[Request] Duplicate the part of the items below that opens with the line containing "Please place a point on the plastic chair" and closes with the last line of the items, reproducing each line unchanged.

[Provided records]
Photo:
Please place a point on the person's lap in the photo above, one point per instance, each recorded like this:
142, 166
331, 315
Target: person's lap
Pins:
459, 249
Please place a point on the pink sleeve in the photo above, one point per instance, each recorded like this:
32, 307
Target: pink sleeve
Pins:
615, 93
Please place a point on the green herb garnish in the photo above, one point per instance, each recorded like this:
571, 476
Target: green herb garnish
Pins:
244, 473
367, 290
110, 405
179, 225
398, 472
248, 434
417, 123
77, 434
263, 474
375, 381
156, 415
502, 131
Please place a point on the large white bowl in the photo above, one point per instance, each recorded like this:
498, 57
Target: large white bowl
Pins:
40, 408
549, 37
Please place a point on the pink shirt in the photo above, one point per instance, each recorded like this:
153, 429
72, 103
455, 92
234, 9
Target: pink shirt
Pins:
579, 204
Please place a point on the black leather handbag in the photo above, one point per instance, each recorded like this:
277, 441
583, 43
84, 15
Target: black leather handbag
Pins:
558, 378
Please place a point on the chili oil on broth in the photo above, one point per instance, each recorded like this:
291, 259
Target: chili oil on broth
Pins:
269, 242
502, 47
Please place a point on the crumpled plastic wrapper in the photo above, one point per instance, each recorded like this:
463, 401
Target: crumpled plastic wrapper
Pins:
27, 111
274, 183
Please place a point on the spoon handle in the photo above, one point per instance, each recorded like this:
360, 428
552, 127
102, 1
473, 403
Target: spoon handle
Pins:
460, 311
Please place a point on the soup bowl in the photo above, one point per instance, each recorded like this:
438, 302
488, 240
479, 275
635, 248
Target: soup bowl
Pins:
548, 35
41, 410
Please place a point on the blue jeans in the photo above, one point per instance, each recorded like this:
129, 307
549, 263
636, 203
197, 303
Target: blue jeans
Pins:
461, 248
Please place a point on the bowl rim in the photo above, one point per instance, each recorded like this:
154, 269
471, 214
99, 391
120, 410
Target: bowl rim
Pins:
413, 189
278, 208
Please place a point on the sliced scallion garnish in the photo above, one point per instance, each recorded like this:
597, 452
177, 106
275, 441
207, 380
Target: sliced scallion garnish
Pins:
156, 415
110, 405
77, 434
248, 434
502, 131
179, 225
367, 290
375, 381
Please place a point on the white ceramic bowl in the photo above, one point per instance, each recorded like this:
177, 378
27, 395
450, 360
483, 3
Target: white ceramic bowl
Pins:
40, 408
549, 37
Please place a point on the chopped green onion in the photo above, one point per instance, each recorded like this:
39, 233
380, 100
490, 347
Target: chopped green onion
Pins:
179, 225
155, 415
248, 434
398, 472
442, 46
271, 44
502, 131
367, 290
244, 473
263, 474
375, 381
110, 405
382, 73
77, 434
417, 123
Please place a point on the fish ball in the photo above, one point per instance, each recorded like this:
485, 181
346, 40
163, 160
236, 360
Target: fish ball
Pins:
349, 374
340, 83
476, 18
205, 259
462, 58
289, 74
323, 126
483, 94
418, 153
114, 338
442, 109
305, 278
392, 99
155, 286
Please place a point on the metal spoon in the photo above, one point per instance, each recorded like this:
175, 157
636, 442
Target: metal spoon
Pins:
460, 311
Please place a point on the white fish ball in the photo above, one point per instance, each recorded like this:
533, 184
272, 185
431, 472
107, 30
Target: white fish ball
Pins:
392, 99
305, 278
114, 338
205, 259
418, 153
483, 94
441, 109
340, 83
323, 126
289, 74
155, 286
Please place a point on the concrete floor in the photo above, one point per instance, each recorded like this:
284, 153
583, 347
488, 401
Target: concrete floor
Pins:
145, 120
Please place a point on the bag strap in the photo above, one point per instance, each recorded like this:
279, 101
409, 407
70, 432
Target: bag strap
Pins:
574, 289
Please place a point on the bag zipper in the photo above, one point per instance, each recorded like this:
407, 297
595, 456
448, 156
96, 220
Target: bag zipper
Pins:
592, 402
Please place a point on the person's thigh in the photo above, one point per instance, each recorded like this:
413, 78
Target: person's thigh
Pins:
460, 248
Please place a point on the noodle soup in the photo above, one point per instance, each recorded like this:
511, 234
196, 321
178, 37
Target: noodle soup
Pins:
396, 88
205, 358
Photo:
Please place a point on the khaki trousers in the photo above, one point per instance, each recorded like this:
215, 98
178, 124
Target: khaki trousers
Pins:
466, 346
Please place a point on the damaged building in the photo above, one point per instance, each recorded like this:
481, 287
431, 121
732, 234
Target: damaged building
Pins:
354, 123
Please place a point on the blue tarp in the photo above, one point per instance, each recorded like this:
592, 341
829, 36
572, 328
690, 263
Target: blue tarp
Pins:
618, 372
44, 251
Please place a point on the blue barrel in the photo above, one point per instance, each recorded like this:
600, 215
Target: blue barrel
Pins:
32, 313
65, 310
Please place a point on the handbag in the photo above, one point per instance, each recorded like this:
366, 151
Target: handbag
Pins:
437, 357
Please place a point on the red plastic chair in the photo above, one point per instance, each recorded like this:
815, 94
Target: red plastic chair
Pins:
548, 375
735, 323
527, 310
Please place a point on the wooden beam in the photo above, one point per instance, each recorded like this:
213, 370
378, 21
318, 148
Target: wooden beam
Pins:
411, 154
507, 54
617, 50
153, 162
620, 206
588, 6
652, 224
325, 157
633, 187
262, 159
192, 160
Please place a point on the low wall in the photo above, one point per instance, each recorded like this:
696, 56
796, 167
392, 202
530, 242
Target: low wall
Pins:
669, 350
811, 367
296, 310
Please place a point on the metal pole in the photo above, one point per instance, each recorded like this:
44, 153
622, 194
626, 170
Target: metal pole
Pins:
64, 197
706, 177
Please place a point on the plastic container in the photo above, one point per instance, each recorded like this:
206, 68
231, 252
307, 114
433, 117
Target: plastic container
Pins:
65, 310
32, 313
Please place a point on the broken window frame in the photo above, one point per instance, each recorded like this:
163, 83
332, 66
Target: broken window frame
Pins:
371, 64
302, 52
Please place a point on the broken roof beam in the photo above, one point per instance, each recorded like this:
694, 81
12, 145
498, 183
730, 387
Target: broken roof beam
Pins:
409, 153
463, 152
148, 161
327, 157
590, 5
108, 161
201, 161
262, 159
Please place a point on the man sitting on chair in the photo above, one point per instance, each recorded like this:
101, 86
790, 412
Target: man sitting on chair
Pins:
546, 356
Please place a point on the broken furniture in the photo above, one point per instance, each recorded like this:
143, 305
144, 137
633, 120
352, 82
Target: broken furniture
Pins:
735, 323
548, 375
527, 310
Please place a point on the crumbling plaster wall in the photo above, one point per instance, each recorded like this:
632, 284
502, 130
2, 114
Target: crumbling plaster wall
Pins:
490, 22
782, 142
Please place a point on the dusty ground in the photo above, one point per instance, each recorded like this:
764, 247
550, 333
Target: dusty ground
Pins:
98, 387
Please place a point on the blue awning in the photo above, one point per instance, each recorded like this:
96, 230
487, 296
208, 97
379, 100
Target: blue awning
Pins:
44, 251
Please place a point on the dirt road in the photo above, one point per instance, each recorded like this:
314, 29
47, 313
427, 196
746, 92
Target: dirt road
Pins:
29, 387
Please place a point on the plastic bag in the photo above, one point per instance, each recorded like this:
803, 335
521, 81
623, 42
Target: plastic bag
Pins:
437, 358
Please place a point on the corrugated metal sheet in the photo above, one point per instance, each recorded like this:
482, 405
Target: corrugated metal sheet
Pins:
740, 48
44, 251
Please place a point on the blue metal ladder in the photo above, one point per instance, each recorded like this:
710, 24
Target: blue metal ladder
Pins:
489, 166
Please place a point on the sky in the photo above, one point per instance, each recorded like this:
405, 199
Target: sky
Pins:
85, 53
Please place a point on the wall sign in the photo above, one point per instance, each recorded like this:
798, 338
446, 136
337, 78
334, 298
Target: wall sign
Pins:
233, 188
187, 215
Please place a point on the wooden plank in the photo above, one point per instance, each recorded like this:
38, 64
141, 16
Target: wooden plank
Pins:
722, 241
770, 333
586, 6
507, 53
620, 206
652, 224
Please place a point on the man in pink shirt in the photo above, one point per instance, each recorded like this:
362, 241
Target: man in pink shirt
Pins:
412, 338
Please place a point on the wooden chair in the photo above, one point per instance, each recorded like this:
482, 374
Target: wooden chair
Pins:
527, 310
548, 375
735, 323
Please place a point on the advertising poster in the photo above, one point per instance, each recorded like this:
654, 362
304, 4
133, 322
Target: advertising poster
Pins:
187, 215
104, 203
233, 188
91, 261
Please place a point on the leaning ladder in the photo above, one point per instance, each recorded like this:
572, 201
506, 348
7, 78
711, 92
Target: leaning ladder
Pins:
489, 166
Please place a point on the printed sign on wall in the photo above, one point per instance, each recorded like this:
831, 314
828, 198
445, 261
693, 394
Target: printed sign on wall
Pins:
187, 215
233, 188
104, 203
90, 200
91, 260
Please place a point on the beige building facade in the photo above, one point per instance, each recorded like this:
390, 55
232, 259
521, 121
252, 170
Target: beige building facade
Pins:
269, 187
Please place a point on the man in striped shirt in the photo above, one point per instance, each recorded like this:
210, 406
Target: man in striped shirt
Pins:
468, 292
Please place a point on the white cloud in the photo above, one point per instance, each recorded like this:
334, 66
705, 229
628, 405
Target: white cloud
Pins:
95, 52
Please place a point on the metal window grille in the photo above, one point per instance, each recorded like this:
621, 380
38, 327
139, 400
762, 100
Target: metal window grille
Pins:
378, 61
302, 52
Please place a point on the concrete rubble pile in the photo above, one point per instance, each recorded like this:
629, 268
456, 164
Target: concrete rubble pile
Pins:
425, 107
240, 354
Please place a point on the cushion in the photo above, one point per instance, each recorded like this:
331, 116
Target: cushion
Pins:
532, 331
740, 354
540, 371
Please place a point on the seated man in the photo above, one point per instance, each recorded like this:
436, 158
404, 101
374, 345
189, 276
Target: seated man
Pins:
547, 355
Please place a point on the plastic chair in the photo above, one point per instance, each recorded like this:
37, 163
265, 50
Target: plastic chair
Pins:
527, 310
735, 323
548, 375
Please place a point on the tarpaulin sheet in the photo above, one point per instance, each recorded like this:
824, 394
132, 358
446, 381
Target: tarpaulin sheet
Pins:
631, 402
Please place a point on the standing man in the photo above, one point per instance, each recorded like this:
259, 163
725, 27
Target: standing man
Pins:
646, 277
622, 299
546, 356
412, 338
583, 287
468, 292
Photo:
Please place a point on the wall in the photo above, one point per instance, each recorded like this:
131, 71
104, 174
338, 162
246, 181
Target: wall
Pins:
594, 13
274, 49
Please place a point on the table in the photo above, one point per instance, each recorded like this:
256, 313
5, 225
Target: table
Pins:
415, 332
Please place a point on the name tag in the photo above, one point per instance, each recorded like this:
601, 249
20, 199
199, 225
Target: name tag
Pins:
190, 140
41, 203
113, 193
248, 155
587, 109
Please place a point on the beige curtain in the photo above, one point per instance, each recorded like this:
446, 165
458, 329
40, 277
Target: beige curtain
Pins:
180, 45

[The output]
Please place a point on the plastic chair in the photo above, one point per instance, each recorded like this:
37, 163
265, 50
Target: plastic chair
Pins:
527, 310
735, 323
548, 375
Please place a point on the tarpaulin sheet in the photo above, one point per instance, each recorded like this:
824, 394
132, 358
446, 381
Target: tarpaulin sheet
Pins:
631, 402
Please place a point on the standing man in the photo above, one point per instance, each recorded like this:
259, 163
725, 27
Target: standing man
Pins:
646, 277
622, 299
546, 356
412, 338
583, 287
468, 292
Photo:
Please place a point on the wall in the photo above, one point per instance, each recorded like this:
131, 71
104, 174
338, 162
246, 181
Target: wall
Pins:
594, 13
274, 49
Please place a point on the table in the photo above, one point per instance, each recorded like this:
256, 313
5, 225
Target: table
Pins:
415, 332
Please place a point on the name tag in the photo above, one point per instance, each recorded like this:
601, 249
20, 199
199, 225
Target: name tag
Pins:
190, 140
41, 203
113, 193
248, 155
587, 109
Please place a point on the beige curtain in the photo above, one point per instance, each recorded like this:
446, 165
458, 329
40, 277
Target: beige curtain
Pins:
180, 45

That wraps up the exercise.